All you need to know about: The High Court’s judgment on Najib’s SRC trial

Datuk Seri Najib Razak leaves Kuala Lumpur High Court after he was found guilty of abuse of power and misappropriating RM42 million from SRC International Sdn Bhd July 28, 2020. — Picture by Ahmad Zamzahuri
Datuk Seri Najib Razak leaves Kuala Lumpur High Court after he was found guilty of abuse of power and misappropriating RM42 million from SRC International Sdn Bhd July 28, 2020. — Picture by Ahmad Zamzahuri

KUALA LUMPUR, Aug 3 — The High Court’s verdict in convicting and sentencing Datuk Seri Najib Razak for the misappropriation of SRC International Sdn Bhd funds totalling RM42 million last week was unprecedented in Malaysian history.

In a proceeding which lasted several hours, the former prime minister was convicted and found guilty on all seven charges of misappropriating RM42 million from SRC International Sdn Bhd by the High Court after a trial which lasted a total of 95 days.

The former prime minister was subsequently sentenced to 12 years’ imprisonment and a RM210 million fine. The sentence has been stayed pending appeal.

Here is a simplified version of High Court judge Mohd Nazlan Mohd Ghazali’s two-hour-long judgment of the seven charges Najib was convicted for that was sighted by Malay Mail.

··········

Exercises to complete:
1 – Name every person mentioned by name in the article on the High Court's judgment in Najib's SRC trial.
2 – Extend the article on the High Court's judgment in Najib's SRC trial, picking up right after its final sentence.

Data under study:
··········

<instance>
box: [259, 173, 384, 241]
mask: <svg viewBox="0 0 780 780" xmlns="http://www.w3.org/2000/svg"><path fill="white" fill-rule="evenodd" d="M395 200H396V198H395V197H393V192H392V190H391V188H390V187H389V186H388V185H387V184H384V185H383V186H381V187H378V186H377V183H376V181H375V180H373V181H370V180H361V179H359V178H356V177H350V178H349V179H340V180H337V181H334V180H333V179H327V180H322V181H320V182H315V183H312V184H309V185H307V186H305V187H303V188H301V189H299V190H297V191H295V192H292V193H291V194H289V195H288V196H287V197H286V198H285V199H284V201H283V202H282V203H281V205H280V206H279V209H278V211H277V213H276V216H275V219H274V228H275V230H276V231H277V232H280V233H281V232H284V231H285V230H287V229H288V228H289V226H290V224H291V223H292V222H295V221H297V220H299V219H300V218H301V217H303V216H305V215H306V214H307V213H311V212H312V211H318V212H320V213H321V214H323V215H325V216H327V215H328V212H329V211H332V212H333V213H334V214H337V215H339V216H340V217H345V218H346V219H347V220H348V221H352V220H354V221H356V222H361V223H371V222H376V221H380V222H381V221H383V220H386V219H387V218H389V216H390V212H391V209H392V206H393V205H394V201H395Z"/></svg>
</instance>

··········

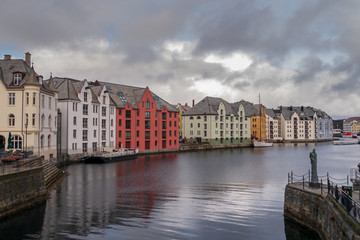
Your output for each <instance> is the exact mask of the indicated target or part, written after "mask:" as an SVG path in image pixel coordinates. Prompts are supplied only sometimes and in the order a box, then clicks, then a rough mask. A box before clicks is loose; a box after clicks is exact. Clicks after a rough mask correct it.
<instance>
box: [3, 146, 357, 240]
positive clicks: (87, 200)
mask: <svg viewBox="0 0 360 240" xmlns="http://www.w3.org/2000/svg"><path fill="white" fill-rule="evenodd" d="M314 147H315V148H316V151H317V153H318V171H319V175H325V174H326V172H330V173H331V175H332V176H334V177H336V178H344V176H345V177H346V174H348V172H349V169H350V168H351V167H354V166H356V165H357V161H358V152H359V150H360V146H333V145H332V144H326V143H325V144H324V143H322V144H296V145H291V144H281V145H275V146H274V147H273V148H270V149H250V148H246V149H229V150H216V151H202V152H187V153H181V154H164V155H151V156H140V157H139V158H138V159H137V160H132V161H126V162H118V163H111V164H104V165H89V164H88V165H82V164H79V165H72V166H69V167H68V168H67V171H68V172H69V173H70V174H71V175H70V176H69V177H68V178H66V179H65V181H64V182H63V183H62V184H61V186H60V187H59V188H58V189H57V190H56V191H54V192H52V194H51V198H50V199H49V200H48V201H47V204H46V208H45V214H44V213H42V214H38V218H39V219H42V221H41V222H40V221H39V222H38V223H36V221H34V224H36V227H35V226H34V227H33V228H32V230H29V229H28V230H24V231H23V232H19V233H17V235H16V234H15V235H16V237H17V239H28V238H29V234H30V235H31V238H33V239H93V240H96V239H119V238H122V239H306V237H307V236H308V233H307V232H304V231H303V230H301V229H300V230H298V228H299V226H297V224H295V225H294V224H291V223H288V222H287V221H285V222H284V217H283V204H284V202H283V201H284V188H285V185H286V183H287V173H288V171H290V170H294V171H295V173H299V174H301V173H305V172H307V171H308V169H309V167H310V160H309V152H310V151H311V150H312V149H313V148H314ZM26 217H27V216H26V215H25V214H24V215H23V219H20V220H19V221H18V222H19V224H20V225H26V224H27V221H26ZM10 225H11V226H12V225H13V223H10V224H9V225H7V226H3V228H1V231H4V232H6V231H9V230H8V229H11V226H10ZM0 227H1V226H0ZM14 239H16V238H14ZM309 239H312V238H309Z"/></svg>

··········

List of answers:
1 – Datuk Seri Najib Razak, Ahmad Zamzahuri, Mohd Nazlan Mohd Ghazali

2 –
The abuse of power charge 

In his judgment, Mohd Nazlan said it was clearly established by evidence that the accused had a personal and private interest in SRC International, a finding which remained unrebutted by the defence.

“In my evaluation, despite the matter being in the 10th Malaysia Plan, the impetus for the proposal to actually initiate what was embedded in the plan came from someone associated with 1MDB, not the Government.

“Even if the accused was not singularly responsible for the setting up of SRC, the more pertinent point is that the approval for the establishment of SRC by the accused provided the true starting point for the involvement of the accused in the company,” he said, adding that it was patently clear that the idea or proposal did not originate from a government agency or ministry. 

Mohd Nazlan also emphasised that Najib had an interest in SRC International as he participated in the Cabinet meetings which approved the company’s application for the government guarantees.

“And the said decision to approve directly put the accused in a position that had access to more funds of SRC.

“The gratification in terms of the advantage immediately became an entitlement of the accused, only for him to decide as and when it was essential for such funds to be channelled for his own use,” he said.

Mohd Nazlan said the accused’s participation in the Cabinet meetings which approved the government guarantees for the RM4 billion financing to SRC International from Retirement Fund Incorporated (KWAP) directly caused the accused to be in a position of access to much greater funds of the company — at any time and as and when he deemed necessary — including to the RM42 million that flowed into his accounts in late 2014 and early 2015.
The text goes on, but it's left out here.